═════ Document segment ═════
ADO’s Pink Caravan Hits the Road


Photo: ADO
By THÉRÈSE MARGOLIS
While the Honduran caravan of migrants fighting their way across the Mexican border in a mass movement to force undocumented entry into the United States may be causing national controversy across Mexico, there is a smaller but far more popular convoy traversing the country, with the sole goal of helping underprivileged women get access to quality medical care that could save their lives.
ADO, Mexico’s largest luxury bus company, in conjunction with the nonprofit Mexican Foundation for Breast Cancer (Fucam), launched a nationwide campaign on Monday, Oct. 15, to send out specialized mobile clinics to underdeveloped regions of the country that will offer free gynecological consultations and mammograms to women in order to provide early detection of the disease, which strikes eight in 10 Mexican women.
═════ Data excerpts ═════
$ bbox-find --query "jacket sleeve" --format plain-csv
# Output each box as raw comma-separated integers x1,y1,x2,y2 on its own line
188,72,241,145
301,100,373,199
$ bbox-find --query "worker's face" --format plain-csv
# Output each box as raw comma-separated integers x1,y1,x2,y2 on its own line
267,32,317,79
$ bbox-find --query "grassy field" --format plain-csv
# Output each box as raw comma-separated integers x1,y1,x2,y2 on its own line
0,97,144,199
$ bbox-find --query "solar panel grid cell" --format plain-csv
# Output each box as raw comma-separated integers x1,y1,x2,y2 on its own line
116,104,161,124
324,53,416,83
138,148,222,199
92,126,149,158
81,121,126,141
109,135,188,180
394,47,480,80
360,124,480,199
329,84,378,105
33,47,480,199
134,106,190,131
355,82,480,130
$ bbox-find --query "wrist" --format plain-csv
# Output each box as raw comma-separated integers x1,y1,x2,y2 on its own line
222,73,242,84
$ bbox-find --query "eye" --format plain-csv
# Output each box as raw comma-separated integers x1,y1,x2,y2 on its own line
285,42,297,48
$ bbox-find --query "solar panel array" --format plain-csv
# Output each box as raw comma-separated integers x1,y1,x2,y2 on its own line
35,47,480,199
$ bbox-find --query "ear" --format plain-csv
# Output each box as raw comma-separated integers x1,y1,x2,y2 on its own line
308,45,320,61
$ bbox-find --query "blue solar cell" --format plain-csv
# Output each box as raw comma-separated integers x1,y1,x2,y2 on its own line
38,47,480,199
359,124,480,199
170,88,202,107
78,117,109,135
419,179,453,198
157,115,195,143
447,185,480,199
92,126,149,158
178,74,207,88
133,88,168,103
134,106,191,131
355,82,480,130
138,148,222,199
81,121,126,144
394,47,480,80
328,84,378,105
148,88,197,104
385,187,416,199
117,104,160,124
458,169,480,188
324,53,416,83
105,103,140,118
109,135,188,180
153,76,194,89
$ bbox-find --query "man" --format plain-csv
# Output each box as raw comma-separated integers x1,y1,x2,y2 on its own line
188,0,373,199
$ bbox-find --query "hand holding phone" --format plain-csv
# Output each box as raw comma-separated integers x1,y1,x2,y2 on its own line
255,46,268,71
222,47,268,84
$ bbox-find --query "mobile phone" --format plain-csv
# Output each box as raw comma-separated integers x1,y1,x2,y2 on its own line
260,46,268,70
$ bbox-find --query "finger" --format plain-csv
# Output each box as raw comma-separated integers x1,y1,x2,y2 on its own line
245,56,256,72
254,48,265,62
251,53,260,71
═════
◆ **Prompt**
From the article on ADO's pink caravan, extract everything from "ADO’s Pink Caravan" down to "10 Mexican women.", word for word.

◆ **Answer for the task**
ADO’s Pink Caravan Hits the Road


Photo: ADO
By THÉRÈSE MARGOLIS
While the Honduran caravan of migrants fighting their way across the Mexican border in a mass movement to force undocumented entry into the United States may be causing national controversy across Mexico, there is a smaller but far more popular convoy traversing the country, with the sole goal of helping underprivileged women get access to quality medical care that could save their lives.
ADO, Mexico’s largest luxury bus company, in conjunction with the nonprofit Mexican Foundation for Breast Cancer (Fucam), launched a nationwide campaign on Monday, Oct. 15, to send out specialized mobile clinics to underdeveloped regions of the country that will offer free gynecological consultations and mammograms to women in order to provide early detection of the disease, which strikes eight in 10 Mexican women.